— start of Material for this task —
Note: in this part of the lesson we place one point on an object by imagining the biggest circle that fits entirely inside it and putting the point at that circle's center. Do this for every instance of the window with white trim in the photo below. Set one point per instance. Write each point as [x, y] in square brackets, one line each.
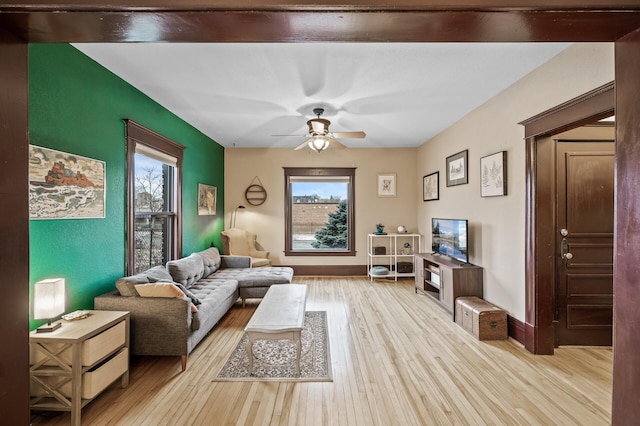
[319, 211]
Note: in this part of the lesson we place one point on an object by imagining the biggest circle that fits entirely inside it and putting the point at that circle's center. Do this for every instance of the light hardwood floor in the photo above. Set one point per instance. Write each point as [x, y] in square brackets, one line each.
[398, 359]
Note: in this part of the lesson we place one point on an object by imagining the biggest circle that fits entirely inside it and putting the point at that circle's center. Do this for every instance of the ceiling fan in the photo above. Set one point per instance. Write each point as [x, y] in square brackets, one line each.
[320, 138]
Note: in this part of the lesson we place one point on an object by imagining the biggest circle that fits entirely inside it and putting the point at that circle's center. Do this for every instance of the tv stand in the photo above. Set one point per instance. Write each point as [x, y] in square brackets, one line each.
[445, 279]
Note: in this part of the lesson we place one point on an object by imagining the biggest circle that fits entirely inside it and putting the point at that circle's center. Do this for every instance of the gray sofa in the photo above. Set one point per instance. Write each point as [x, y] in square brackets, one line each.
[212, 283]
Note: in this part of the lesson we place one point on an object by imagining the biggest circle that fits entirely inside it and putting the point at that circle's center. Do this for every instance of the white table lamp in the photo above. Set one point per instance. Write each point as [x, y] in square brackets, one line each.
[48, 302]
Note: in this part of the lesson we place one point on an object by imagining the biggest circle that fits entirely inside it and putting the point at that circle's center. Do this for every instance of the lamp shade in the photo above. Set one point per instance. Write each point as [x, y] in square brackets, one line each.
[48, 298]
[318, 143]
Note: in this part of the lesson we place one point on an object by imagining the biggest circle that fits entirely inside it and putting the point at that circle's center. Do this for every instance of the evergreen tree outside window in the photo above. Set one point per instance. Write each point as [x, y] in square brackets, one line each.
[319, 211]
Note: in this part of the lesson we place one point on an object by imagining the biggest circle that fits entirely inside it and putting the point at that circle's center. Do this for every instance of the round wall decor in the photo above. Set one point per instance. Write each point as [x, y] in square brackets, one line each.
[255, 194]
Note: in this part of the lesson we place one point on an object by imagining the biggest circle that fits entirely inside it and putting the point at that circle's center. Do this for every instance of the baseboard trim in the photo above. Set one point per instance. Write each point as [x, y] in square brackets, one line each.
[330, 270]
[516, 329]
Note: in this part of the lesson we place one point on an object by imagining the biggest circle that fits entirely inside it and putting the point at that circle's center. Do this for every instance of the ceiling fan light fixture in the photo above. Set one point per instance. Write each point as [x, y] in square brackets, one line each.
[318, 143]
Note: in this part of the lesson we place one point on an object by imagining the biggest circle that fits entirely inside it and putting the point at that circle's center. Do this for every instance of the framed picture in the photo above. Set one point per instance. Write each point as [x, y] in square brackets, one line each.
[386, 185]
[431, 187]
[206, 199]
[458, 168]
[493, 175]
[65, 186]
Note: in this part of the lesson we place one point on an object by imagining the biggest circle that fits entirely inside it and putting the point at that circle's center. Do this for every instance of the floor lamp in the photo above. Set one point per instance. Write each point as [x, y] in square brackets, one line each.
[235, 212]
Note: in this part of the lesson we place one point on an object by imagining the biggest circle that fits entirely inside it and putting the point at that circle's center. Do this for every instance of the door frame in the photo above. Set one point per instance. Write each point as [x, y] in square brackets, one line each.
[540, 207]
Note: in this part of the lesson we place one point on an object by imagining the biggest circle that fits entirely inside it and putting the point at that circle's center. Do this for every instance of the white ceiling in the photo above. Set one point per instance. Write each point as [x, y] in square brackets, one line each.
[400, 94]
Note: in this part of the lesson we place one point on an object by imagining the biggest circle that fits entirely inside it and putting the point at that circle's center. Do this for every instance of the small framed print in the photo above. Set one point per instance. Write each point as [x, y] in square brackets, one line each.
[493, 175]
[458, 168]
[431, 187]
[386, 185]
[207, 195]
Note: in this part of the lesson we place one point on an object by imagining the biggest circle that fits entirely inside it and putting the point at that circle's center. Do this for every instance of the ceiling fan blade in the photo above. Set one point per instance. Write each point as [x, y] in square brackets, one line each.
[349, 135]
[335, 144]
[302, 145]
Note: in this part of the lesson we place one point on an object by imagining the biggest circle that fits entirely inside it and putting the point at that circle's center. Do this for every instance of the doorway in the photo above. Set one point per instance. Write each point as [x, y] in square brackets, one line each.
[541, 318]
[584, 226]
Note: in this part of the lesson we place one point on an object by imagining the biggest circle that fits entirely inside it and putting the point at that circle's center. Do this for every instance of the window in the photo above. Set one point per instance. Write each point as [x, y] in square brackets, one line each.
[154, 225]
[319, 211]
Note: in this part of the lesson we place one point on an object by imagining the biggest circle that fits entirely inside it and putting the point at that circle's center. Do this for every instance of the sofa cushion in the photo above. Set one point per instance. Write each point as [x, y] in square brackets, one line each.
[187, 270]
[210, 259]
[126, 285]
[194, 299]
[257, 277]
[162, 290]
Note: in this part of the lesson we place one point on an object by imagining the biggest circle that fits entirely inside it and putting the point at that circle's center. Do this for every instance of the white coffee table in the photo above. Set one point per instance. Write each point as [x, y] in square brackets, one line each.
[280, 315]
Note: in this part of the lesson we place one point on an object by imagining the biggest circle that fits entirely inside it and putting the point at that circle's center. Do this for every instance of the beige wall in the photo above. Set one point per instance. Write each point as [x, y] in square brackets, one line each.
[242, 165]
[497, 224]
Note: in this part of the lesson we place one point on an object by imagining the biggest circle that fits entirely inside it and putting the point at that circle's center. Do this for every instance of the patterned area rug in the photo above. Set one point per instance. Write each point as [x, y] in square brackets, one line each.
[275, 360]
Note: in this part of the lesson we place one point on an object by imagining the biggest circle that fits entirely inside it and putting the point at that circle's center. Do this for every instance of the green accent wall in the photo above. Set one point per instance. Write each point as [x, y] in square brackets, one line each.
[77, 106]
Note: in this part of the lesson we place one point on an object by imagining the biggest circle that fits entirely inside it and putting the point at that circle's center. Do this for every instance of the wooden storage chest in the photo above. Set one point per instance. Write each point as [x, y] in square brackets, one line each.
[480, 318]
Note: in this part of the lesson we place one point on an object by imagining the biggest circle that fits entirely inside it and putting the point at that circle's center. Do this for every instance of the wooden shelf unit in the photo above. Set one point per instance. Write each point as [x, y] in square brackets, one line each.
[394, 252]
[445, 279]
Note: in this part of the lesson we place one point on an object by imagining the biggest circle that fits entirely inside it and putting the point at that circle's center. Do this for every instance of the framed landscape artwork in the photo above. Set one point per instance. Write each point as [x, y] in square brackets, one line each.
[458, 168]
[431, 187]
[493, 175]
[65, 186]
[207, 195]
[386, 185]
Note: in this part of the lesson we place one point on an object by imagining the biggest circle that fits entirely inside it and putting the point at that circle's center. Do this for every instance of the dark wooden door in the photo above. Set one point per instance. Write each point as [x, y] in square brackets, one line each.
[584, 243]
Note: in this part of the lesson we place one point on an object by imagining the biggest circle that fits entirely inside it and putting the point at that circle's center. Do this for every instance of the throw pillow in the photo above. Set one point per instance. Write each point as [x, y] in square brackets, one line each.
[158, 273]
[211, 259]
[162, 290]
[187, 270]
[126, 285]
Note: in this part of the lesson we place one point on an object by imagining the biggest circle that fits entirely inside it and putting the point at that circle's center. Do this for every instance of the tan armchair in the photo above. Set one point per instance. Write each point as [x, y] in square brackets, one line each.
[239, 242]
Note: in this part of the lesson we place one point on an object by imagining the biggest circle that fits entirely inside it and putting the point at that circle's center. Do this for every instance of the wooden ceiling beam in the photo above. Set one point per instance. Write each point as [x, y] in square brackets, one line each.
[315, 26]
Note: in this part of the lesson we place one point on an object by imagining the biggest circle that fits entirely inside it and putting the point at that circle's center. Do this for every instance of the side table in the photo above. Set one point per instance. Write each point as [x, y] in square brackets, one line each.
[70, 366]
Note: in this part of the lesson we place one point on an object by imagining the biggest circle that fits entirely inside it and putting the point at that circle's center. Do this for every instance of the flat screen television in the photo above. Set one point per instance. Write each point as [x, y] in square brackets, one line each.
[449, 237]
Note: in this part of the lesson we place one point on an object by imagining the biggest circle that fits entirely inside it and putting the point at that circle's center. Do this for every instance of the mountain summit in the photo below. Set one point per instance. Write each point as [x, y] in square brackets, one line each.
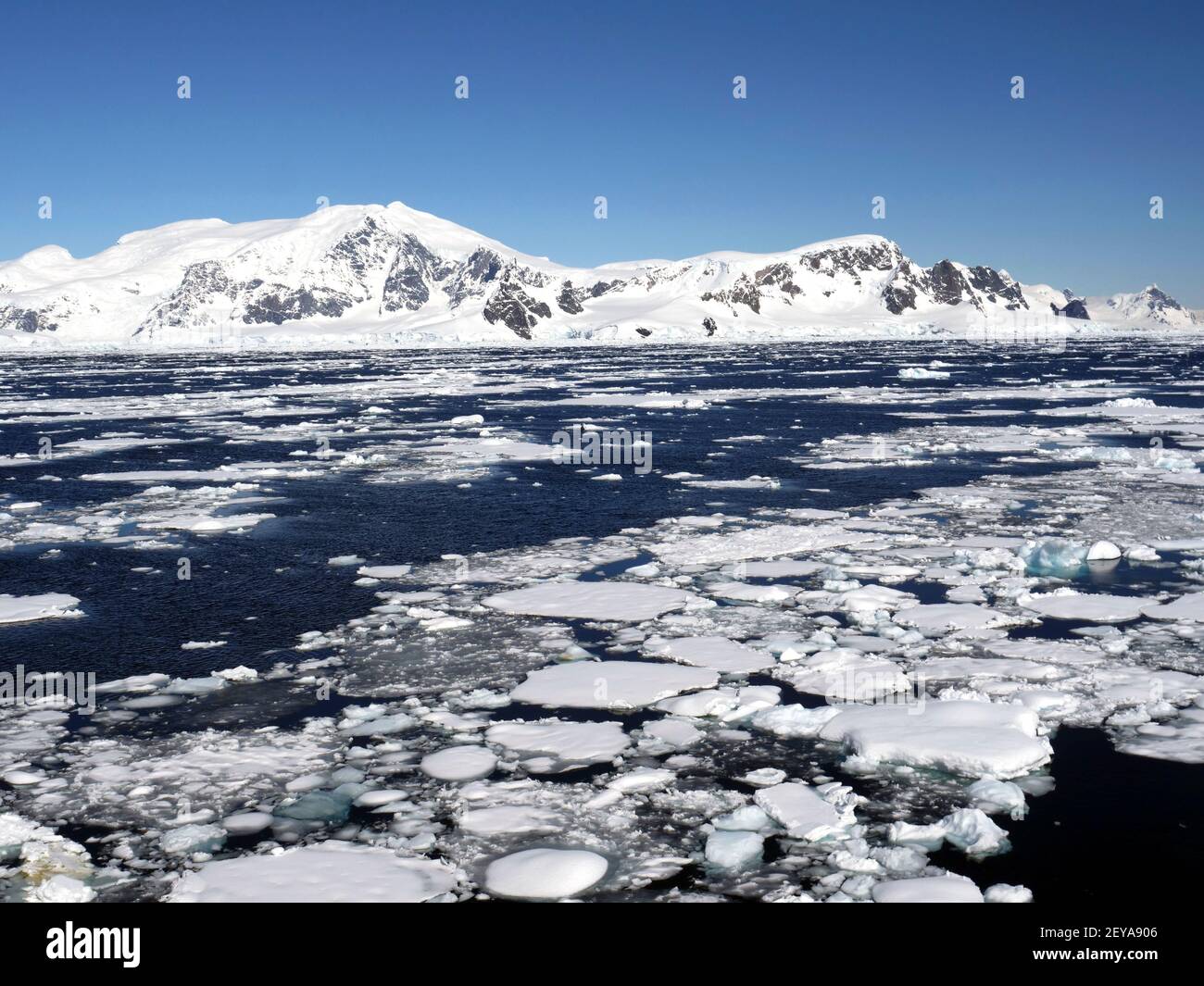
[390, 275]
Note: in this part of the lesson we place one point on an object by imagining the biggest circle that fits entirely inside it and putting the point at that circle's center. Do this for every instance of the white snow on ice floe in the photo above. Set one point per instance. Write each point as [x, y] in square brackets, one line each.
[552, 745]
[621, 601]
[545, 874]
[928, 890]
[1098, 608]
[458, 764]
[971, 738]
[610, 684]
[16, 609]
[324, 873]
[715, 653]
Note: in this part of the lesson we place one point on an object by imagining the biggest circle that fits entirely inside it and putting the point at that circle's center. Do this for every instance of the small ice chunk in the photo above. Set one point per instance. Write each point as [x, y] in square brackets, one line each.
[610, 684]
[458, 764]
[17, 609]
[1096, 608]
[332, 872]
[245, 822]
[801, 810]
[383, 571]
[717, 653]
[1008, 893]
[1102, 550]
[621, 601]
[193, 838]
[545, 874]
[734, 850]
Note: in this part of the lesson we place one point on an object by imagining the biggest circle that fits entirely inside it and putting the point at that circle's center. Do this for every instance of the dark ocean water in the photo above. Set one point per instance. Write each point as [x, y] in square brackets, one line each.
[261, 589]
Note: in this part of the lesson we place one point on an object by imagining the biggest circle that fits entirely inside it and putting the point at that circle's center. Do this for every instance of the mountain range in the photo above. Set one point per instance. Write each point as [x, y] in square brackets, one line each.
[394, 276]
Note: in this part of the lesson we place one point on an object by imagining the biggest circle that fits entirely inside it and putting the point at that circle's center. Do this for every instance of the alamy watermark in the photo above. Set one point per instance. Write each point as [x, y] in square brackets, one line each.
[19, 689]
[605, 447]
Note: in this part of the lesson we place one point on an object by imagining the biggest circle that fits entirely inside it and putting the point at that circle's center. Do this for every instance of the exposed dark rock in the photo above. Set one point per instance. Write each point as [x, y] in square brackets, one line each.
[413, 271]
[743, 292]
[25, 320]
[516, 309]
[276, 304]
[782, 275]
[995, 285]
[1074, 308]
[567, 300]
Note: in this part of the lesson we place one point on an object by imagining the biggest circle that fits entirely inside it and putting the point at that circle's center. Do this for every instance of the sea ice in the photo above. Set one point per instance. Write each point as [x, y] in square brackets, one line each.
[330, 872]
[458, 764]
[619, 601]
[546, 874]
[970, 738]
[928, 890]
[1088, 608]
[16, 609]
[715, 653]
[610, 684]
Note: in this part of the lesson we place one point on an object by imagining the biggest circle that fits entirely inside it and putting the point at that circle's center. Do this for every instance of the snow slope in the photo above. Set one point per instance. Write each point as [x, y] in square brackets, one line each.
[394, 276]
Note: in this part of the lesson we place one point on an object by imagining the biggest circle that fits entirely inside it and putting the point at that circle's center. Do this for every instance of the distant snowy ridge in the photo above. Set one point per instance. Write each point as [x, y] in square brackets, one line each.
[394, 276]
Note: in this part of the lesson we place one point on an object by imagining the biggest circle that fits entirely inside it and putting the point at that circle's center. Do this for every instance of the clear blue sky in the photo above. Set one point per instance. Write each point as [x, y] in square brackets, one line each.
[631, 100]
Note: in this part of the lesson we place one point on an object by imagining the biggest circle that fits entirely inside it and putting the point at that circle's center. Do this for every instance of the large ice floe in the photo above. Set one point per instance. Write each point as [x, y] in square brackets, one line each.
[753, 697]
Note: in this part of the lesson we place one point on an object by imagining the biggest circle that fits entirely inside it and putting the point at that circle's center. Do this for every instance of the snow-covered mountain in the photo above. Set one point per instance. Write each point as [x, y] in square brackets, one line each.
[390, 275]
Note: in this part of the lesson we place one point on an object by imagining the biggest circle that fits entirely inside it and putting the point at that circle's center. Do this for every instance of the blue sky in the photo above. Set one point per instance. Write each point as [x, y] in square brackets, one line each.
[633, 101]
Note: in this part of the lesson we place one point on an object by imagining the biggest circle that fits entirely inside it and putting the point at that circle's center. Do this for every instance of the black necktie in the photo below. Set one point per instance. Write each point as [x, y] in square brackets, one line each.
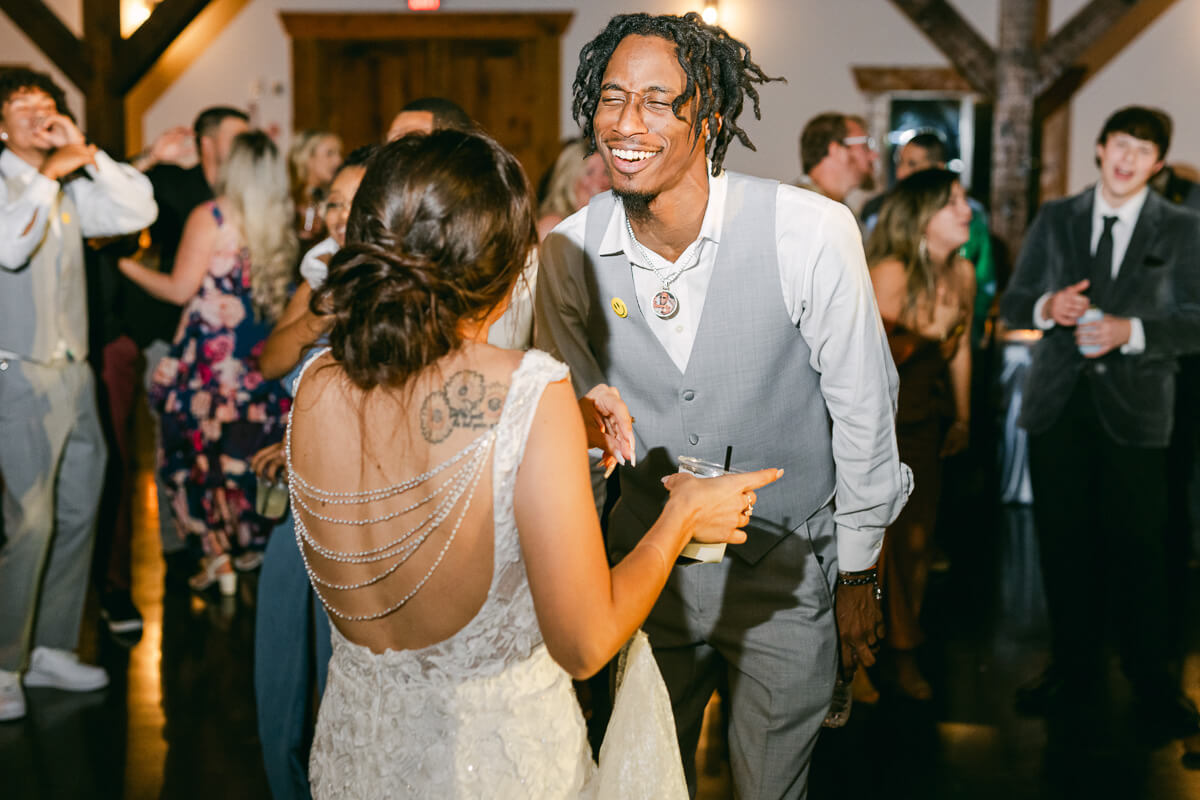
[1102, 265]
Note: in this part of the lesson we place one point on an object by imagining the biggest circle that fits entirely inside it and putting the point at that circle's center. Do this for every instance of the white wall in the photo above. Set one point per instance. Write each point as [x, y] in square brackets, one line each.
[810, 42]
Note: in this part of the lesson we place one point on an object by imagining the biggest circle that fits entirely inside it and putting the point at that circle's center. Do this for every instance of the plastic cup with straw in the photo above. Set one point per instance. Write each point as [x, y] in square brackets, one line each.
[706, 552]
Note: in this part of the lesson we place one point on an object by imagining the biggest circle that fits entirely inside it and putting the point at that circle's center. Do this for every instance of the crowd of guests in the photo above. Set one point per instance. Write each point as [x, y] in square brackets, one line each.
[216, 286]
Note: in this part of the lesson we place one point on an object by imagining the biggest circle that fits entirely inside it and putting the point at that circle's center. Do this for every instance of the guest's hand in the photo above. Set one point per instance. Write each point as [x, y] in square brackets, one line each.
[1066, 306]
[718, 507]
[58, 131]
[1105, 334]
[67, 158]
[859, 626]
[269, 462]
[609, 426]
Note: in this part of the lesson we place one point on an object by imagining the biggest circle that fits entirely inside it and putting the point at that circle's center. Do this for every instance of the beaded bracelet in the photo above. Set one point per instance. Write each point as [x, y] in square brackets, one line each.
[869, 577]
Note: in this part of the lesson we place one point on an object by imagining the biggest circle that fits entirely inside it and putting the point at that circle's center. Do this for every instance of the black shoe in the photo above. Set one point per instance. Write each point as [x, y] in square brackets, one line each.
[1042, 696]
[119, 613]
[1170, 716]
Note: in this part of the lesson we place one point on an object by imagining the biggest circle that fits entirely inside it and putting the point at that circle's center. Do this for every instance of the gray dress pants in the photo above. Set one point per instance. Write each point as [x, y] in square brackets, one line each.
[52, 457]
[769, 627]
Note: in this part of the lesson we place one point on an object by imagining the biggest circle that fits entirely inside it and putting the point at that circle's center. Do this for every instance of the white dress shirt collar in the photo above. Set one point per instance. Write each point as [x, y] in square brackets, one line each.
[1127, 215]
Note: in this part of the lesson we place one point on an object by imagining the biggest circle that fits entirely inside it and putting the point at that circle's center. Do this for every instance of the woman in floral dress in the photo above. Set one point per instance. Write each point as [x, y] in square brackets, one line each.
[232, 274]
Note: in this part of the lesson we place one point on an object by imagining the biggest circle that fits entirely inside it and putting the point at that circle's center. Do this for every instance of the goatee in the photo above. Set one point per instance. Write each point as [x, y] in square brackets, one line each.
[637, 204]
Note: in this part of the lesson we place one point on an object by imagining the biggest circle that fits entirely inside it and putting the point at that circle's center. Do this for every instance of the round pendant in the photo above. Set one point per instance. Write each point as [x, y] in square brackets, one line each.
[665, 305]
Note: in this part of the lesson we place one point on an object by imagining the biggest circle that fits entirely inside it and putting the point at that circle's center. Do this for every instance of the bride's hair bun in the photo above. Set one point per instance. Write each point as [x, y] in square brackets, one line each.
[439, 230]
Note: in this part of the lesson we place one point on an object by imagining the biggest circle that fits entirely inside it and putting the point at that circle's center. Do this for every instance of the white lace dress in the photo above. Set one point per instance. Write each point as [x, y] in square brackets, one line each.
[487, 713]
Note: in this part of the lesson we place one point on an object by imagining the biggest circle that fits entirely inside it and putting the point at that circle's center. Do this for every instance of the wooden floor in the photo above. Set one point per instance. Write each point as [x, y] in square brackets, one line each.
[179, 720]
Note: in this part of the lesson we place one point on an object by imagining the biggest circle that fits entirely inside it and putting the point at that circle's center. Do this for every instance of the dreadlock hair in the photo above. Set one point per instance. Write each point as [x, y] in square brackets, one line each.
[718, 68]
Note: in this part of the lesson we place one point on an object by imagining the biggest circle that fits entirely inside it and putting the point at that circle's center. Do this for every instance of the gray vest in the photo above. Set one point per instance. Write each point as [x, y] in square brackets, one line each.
[46, 301]
[748, 384]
— end of Material for this task —
Given instruction: Copy exactly the lines of the listing above, beginning at the line with "of the dreadlock" and ending at its final line; write out nothing else.

Exercise result:
Note: in this part of the lesson we place one point on an object by imagining the biggest circle that fits entirely inside it and putting the point at that circle's center. Do this for every instance of the dreadlock hair in the photo above. Set one point per instance. Write each point as [x, y] in square brackets, one line each.
[718, 68]
Note: in this part of the lesson we place one point on an object by imagining the biggest circle that fits entirely inside it and putting the point at that circle's center. Do this for every instance of the gray vest in the photo above. Set one point per instance. Write each point as [x, y] in square brackets, one line each.
[46, 301]
[748, 384]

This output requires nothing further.